EXTRAIT DE PAGE:
-=-=-=-=-

[LP] Zéro Degré – Rituels

Entre douceur instrumentale et vérités amères de la perte de l’innocence, de la solitude et de la douleur, Zéro Degré nous offre un album crépusculaire mais pourtant teinté d’une émotion rare et laissant augurer, au-delà de sombres nuages, un destin plus bienfaiteur et rassurant.

Des litanies. Des histoires du quotidien, murmurées, parlées, assénées telles des coups dans le torse et sur le visage. Dans une délicatesse musicale perdue entre la folie et la mélancolie, Nicolas Tochet, alias Zéro Degré, observe, constate, regarde et lit. Beaucoup. À voix haute. Des textes à la température proche de gelées du cœur et de l’âme, bribes d’expériences sans cesse ressassées, revécues, traumatisantes et cherchant l’exutoire. La bile noire d’un ego malmené par les épreuves et les relations, la nausée de l’abandon ; mais « Rituels », ces gestes qui réconfortent, qui nous forcent à nous lever et à errer parmi nos semblables, est un livre de prières autant que de confessions ; une manne inépuisable de la cruauté et de l’impact qu’elle suscite en notre for intérieur, avant d’être recrachée dans une sensibilité paradoxale au premier abord, mais finalement rare et exceptionnelle.

-=-=-=-=-

OBJECTIF 1: D'après la chronique de l'album « Rituels », sous quel alias Nicolas Tochet se présente-t-il ?
OBJECTIF 2: Prolongez la chronique de l'album « Rituels » à partir de sa dernière phrase.

-=-=-=-=-

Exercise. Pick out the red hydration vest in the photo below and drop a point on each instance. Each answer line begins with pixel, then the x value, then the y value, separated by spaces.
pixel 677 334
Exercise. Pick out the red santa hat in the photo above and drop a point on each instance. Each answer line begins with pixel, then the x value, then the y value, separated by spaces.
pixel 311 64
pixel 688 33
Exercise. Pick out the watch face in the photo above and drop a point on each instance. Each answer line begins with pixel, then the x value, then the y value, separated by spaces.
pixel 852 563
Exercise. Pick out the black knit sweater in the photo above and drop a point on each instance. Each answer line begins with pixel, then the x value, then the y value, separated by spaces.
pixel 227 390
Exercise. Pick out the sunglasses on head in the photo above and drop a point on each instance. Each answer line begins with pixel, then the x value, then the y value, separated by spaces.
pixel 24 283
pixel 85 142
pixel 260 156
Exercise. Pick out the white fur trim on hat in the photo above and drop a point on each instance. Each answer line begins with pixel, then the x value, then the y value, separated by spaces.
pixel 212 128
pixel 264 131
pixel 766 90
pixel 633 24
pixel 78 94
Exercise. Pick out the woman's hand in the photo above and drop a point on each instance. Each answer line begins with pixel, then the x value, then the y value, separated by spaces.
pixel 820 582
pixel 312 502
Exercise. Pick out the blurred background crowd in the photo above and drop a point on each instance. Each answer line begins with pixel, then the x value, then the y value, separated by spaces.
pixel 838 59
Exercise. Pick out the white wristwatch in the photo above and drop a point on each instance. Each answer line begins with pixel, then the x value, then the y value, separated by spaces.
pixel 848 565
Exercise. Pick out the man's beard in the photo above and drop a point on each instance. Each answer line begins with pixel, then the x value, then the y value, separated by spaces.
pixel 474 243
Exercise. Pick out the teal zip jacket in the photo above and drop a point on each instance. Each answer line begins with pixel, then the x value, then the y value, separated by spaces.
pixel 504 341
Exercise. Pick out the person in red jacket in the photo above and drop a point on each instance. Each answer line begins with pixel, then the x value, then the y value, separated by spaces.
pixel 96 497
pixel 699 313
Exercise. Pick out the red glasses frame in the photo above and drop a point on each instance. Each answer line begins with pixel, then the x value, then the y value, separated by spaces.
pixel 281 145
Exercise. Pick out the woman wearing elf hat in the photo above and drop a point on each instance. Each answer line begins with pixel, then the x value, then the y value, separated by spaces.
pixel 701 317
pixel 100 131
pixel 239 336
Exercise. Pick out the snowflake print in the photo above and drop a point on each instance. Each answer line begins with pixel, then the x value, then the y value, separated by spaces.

-=-=-=-=-

RÉPONSE 1: Zéro Degré.

RÉPONSE 2:
Sortir, voir du monde et se noyer dans la foule. « Deuxième essai », tant discographique que volontaire, pour parvenir à ses fins ; à celles qui peuvent nous permettre de nous exorciser ou, au contraire, devenir un éternel recommencement. Douleur de la tentative, peur de sa conclusion, au milieu de cordes et d’un rythme lancinant et envoûtant. « Rituels » demeure, tout au long de ses quarante minutes, sur le fil du rasoir : « Derrière tes airs songeurs, la lassitude se dévoile vite », nous confie-t-il sur l’amer et réaliste « Une attendue rencontre » ; le déclin du couple dans toute sa grandeur et sa décadence. Plus loin, « Le rituel » embrasse la tristesse, la considère comme seule et unique source de réconfort. Aucun Pathos gratuit ni complaisance dans la plainte, chez Zéro Degré ; simplement, des repères que nous connaissons tous mais dont nous avons honte, que nous gardons pour nous de peur d’attirer la pitié ou la moquerie. « La nuit » part en quête de l’inconnu et du mystère de la révélation, alors que « Sortir » devient aussi vain que violent, l’ambiance se faisant pesante et foudroyante. « C’est trop tard pour la négociation » nous foudroie sur le magnifique et exutoire « Il fait jour et tu es dans le noir » ; là où l’étrangeté se meut en vérité, avant de conclure grâce à « Au dehors », support de guitares, batterie et claviers incitant à la révolte. Il n’est jamais trop tard.

Des gestes, des sensations, des lumières dans les ténèbres ; tous ces « Rituels » qui nous empêchent de boire la tasse et le poison malgré l’appel du large, le chant de sirènes carnassières et vengeresses. Zéro Degré signe la catharsis ultime, l’incomparable splendeur de nos échos intimes les plus inavouables, du moins à nos yeux. Un flux de sensations à la fois intrigantes et rassurantes, que l’on n’oubliera pas de sitôt.

crédit : Charlène Royer Photography

« Rituels » de Zéro Degré est disponible depuis le 3 novembre 2017 chez We Are Unique Records / La Souterraine.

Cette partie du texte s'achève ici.